-- Begin --

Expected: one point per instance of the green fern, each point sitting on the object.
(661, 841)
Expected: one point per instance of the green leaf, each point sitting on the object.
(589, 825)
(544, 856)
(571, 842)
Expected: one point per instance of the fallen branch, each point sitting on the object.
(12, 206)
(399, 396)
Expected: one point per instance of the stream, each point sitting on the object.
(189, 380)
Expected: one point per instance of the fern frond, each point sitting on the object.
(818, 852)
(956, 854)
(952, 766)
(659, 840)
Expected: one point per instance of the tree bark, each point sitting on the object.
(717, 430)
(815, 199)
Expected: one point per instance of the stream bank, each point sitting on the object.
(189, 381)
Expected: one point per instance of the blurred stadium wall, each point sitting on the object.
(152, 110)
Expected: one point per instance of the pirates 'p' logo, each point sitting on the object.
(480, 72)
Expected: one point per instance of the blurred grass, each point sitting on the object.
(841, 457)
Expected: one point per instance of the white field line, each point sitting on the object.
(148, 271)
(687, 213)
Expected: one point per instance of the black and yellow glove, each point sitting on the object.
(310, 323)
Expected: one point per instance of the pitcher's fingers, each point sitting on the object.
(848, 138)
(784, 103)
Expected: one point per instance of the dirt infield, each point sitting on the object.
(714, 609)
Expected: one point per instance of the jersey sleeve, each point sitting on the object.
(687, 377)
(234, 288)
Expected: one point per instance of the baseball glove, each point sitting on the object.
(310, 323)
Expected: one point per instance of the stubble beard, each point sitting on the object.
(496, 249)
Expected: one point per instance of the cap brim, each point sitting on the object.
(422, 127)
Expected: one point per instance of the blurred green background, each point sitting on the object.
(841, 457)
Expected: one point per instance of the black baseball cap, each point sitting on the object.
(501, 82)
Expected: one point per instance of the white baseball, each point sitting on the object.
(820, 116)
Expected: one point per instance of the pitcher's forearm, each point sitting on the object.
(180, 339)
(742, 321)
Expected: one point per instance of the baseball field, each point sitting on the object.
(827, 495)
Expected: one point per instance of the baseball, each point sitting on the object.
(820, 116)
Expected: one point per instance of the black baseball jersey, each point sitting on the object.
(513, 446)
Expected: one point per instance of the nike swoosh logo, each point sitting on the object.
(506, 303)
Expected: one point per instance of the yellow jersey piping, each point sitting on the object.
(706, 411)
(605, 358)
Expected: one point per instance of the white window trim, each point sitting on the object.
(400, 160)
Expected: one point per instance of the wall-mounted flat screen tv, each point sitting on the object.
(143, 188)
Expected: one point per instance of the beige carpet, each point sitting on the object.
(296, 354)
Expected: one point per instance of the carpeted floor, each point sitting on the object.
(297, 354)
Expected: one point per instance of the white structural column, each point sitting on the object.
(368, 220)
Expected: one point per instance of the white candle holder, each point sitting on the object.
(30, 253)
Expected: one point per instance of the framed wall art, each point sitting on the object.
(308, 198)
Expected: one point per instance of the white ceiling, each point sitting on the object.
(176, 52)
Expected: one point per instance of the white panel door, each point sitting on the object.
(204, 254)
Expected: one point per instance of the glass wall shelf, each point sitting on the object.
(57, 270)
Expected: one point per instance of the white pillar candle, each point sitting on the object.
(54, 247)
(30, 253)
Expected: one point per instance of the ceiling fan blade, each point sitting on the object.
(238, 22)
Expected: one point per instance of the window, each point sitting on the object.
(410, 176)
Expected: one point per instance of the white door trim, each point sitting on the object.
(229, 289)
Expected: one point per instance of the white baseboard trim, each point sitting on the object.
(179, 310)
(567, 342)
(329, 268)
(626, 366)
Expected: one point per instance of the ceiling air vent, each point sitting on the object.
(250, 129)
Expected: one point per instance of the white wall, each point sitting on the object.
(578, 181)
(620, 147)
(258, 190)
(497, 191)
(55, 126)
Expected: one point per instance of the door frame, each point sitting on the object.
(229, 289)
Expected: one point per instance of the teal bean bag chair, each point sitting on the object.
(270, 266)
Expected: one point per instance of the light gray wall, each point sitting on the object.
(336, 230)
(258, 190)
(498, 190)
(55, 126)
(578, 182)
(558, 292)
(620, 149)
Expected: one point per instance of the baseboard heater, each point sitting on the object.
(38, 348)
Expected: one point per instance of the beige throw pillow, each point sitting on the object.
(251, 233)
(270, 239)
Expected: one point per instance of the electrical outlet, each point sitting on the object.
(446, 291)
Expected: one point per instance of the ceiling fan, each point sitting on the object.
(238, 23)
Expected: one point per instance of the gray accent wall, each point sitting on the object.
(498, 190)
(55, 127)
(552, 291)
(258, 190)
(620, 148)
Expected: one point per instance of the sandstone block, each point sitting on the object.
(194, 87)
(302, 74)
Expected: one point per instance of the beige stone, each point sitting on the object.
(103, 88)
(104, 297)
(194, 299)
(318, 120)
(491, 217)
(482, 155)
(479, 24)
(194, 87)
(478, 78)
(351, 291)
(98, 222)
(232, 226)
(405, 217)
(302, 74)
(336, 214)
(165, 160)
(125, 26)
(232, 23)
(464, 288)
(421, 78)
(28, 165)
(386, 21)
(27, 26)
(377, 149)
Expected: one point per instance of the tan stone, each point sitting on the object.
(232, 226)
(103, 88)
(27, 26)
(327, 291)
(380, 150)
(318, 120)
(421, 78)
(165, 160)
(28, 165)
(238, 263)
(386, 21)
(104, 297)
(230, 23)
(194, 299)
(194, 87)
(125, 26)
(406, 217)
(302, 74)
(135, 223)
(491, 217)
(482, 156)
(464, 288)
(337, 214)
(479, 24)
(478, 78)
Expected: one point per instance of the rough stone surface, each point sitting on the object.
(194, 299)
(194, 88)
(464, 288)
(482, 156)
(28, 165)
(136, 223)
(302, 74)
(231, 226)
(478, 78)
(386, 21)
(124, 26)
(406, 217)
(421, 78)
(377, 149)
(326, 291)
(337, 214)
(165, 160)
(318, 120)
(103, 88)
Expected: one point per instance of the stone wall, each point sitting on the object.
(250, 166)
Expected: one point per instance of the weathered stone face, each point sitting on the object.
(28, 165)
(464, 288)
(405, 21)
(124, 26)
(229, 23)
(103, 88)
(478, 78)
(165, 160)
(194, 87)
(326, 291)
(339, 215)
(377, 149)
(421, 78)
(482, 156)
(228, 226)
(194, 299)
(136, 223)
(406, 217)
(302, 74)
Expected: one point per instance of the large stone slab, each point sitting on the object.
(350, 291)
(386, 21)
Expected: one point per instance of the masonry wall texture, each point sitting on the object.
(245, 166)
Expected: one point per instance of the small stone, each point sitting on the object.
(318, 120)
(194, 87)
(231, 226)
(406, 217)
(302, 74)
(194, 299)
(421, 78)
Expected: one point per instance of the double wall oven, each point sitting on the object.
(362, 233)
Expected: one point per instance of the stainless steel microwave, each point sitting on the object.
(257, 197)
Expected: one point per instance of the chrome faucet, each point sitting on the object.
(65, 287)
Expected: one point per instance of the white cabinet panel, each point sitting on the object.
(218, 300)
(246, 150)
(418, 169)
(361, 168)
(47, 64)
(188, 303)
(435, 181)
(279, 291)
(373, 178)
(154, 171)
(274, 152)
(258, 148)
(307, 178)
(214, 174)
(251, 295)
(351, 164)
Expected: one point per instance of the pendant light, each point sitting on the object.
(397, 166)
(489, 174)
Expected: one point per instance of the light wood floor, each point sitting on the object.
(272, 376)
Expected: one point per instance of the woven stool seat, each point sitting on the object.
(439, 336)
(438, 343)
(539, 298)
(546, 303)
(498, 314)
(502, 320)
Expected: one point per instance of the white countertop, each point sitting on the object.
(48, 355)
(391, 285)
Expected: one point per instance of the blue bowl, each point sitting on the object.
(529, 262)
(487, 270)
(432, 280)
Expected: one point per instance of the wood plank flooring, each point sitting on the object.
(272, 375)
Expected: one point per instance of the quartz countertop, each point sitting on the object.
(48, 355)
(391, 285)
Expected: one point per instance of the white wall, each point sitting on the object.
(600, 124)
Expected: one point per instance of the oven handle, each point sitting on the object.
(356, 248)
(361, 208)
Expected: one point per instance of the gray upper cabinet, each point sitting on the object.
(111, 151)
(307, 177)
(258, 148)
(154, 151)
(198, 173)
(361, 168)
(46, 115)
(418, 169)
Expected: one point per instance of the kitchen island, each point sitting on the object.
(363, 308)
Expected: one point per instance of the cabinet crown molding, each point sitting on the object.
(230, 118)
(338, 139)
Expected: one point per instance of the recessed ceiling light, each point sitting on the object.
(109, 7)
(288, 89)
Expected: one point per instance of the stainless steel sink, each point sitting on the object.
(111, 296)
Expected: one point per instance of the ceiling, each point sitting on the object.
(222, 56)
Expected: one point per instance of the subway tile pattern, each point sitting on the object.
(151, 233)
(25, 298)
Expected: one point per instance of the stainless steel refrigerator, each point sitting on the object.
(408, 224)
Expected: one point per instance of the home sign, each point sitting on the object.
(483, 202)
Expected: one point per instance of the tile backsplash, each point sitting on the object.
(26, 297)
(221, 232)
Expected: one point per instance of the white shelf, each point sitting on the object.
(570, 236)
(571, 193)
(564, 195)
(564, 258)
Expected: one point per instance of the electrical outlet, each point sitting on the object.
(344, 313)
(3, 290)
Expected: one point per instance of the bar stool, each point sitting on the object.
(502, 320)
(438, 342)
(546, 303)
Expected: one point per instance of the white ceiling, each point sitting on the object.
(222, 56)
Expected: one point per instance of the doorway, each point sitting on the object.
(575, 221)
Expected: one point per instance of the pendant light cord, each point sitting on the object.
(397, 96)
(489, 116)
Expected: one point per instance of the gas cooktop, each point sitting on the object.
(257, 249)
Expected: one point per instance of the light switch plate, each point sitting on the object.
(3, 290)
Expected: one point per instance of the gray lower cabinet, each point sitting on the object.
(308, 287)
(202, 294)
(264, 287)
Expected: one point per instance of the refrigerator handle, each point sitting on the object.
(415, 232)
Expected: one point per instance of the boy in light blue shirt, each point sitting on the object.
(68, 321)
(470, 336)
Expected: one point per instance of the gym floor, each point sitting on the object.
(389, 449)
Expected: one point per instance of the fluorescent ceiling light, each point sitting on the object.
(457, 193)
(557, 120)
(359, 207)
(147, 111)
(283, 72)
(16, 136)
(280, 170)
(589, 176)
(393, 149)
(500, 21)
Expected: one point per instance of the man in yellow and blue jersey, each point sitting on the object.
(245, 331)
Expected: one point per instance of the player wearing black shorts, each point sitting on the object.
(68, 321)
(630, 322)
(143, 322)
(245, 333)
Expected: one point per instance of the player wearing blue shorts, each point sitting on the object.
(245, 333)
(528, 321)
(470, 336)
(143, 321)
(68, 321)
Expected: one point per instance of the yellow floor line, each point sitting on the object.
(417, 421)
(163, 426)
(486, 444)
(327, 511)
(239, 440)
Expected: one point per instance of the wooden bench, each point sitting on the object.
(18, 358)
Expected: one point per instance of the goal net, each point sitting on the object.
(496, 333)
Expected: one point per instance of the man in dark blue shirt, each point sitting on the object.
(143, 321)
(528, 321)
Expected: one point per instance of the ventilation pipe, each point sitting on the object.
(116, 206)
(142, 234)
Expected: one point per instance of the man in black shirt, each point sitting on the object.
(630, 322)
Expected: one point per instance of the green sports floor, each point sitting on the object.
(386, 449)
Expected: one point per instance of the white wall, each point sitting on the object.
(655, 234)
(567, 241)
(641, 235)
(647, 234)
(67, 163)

-- End --

# Your task:
In the records above, return only the line that contains "Expected: one point per instance of the man in dark" and every line after it through the last, exactly as they appear.

# Answer below:
Expected: one point per instance of the man in dark blue shirt, each point sitting on the object.
(143, 321)
(528, 321)
Expected: one point per instance of the ventilation pipe, each point sitting on the object.
(116, 206)
(142, 234)
Expected: one point per instance of the man in black shirt, each point sitting on the object.
(630, 322)
Expected: one point per instance of the green sports floor, each point sitting on the object.
(386, 449)
Expected: one point per instance of the white wall, each point sitting on the object.
(655, 234)
(567, 241)
(641, 235)
(647, 234)
(67, 163)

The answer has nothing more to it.